Stored records:
+-------+
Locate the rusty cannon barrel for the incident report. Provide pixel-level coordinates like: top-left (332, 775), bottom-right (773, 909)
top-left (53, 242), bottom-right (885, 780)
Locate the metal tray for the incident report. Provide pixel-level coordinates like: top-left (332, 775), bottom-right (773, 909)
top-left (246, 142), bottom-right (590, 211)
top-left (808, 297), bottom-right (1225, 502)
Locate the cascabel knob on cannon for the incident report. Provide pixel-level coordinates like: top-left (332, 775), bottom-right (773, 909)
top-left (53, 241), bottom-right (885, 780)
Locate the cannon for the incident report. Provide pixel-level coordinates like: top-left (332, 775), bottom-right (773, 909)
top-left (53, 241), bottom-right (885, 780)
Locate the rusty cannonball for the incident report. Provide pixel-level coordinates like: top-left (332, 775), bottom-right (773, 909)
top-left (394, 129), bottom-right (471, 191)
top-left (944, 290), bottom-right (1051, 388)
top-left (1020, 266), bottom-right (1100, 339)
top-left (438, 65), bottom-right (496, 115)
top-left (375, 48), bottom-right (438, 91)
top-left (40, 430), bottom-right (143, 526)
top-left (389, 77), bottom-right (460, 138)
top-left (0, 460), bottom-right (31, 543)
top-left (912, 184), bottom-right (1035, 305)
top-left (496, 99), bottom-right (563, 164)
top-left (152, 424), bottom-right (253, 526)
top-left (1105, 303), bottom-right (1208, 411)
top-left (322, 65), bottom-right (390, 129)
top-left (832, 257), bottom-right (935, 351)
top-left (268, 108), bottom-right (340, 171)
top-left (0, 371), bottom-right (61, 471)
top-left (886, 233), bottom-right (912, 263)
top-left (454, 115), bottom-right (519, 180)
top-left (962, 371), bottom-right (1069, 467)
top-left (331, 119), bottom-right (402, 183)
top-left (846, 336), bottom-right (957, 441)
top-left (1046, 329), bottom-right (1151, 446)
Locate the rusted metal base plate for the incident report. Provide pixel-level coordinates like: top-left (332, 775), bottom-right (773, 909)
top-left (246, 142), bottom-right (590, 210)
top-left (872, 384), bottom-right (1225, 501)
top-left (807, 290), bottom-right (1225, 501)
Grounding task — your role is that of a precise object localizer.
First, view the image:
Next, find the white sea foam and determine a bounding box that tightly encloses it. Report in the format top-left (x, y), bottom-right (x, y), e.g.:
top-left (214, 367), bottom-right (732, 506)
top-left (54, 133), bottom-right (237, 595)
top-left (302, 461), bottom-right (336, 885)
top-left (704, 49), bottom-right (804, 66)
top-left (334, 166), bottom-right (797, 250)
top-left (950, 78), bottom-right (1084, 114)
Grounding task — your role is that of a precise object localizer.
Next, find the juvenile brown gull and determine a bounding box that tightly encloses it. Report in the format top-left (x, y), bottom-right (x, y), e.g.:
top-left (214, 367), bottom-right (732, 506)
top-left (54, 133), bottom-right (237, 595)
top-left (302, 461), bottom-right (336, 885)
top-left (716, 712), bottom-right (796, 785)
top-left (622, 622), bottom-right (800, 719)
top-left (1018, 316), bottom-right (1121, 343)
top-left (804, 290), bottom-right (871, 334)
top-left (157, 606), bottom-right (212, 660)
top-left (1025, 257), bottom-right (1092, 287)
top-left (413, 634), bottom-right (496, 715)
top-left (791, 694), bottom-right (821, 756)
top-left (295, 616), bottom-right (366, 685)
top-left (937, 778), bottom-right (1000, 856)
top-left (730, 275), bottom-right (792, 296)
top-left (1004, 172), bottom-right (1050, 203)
+-------+
### Problem statement
Return every line of the data above that contains the word "like". Case matters.

### Task output
Locate the rusty cannon barrel for the incident report. Provide pixel-level coordinates like: top-left (332, 775), bottom-right (773, 909)
Locate the metal tray for the incident report. Provide pixel-level coordinates like: top-left (332, 775), bottom-right (773, 909)
Locate the cascabel knob on cannon for the incident report. Provide pixel-level coordinates like: top-left (332, 775), bottom-right (773, 909)
Locate the cannon for the incident report. Provide pixel-level coordinates like: top-left (332, 775), bottom-right (773, 909)
Locate the rusty cannonball for the incident report. Provide pixel-level coordinates like: top-left (332, 775), bottom-right (773, 909)
Locate the rusted metal base plate for the incident report. Provide pixel-level coordinates like: top-left (332, 775), bottom-right (773, 909)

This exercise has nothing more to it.